▸ Text passage:
[start]

Younie v. Hartley Iowa
MEMORANDUM Opinion and Order denying 33 Motion to Amend 2 Complaint (See order Text). Signed by Magistrate Judge CJ Williams on 5/13/2016. (des)
IN THE UNITED STATES DISTRICT COURT
FOR THE NORTHERN DISTRICT OF IOWA
MEMORANDUM OPINION AND
CITY OF HARTLEY, IOWA,
This matter is before the court pursuant to plaintiff’s Motion to Amend Complaint
(Doc. 33). Plaintiff, Mark Younie (plaintiff), seeks to amend his complaint to add a
claim for a violation of Iowa Code § 70A.29, the so-called whistleblower statute for
public employees. Doc. 33, at 1. Defendant, City of Hartley, Iowa (the City), resisted
the motion and requested oral argument on the motion. Doc. 34. Plaintiff filed a reply
brief. Doc. 36. On April 12, 2016, the court held a hearing on the City’s motion for
summary judgment and plaintiff’s motion to amend the complaint, at which time the court
heard argument on this motion.

[end]

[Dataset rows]
[start]

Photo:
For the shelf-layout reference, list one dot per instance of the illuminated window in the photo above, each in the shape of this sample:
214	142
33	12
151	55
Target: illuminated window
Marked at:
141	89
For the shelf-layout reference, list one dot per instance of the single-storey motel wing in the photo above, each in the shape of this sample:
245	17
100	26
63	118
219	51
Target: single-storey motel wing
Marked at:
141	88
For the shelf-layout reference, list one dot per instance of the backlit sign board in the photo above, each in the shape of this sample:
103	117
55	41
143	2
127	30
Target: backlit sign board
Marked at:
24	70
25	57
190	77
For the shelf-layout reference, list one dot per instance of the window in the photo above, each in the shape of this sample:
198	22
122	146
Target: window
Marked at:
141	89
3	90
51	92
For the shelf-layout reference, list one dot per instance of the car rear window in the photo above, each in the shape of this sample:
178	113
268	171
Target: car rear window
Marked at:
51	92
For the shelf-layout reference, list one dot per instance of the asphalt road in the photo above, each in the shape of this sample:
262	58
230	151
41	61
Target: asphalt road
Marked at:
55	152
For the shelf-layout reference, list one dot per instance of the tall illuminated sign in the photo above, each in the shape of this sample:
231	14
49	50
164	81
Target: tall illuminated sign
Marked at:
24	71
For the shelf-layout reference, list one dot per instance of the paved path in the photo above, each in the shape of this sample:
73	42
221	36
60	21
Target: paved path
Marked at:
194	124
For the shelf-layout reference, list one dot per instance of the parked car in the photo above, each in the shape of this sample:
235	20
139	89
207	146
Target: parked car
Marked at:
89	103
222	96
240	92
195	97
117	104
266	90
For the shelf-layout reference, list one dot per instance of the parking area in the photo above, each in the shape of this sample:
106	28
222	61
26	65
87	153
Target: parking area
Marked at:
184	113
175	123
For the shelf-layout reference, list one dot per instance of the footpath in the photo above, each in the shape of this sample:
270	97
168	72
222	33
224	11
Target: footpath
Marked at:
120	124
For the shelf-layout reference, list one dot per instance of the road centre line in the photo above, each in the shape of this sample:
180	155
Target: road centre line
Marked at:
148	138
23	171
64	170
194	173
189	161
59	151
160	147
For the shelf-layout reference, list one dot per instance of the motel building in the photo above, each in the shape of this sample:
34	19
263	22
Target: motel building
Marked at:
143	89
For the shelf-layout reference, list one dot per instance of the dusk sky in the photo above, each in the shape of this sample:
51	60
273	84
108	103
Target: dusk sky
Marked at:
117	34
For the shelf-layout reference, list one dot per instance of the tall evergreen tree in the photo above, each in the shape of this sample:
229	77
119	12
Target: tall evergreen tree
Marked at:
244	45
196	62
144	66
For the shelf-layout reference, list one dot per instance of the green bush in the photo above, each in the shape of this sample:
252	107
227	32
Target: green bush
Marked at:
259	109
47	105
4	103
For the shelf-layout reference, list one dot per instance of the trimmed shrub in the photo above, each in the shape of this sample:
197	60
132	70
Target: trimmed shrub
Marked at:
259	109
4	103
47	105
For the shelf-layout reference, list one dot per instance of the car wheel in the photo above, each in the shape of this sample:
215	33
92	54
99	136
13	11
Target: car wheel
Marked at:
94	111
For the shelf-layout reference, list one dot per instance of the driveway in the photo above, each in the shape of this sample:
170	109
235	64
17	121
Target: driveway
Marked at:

[end]

▸ Task instructions:
a) Update the court opinion text from "Younie v. Hartley" through "on 5/13/2016. (des)" by swapping "Magistrate Judge" for "District Judge".
b) Write what comes next in the court opinion on the motion to amend the complaint, picking up after its last sentence.

▸ Task answers:
a)
Younie v. Hartley Iowa
MEMORANDUM Opinion and Order denying 33 Motion to Amend 2 Complaint (See order Text). Signed by District Judge CJ Williams on 5/13/2016. (des)

b)
For the reasons set forth below, the court denies
plaintiff’s motion to amend his complaint to add a claim.
PROCEDURAL AND FACTUAL BACKGROUND
On October 16, 2014, plaintiff filed a four-count complaint against the City.
Doc. 2. Plaintiff alleges he was employed by the City as its police chief pursuant to a
written contract until January 21, 2014, when his employment was terminated.
contends that his discharge was (a) in retaliation for conduct protected by the Fair Labor
Standards Act (FLSA), (b) a breach of contract, and (c) a violation of Iowa public policy.
Doc. 2, Counts I, II and IV. He further contends that the City violated the Iowa Wage
Payment Collection Act by failing to pay certain wages after the termination, as allegedly
required by the parties’ contract. Id., Count III.
On November 17, 2014, the City filed a motion to dismiss the complaint, alleging
plaintiff failed to state a claim under Count I because he was not actually covered by the
FLSA. Doc. 4. On April 9, 2015, this court denied the City’s motion to dismiss,
finding that although the FLSA provisions do not apply in this case because the police
department had fewer than five employees, plaintiff alleged he, in good faith, believed it
did. Doc. 14. Therefore, the court concluded plaintiff stated a valid federal claim
when he alleged the City fired him in retaliation for filing a grievance asserting a violation
of the FLSA. Id.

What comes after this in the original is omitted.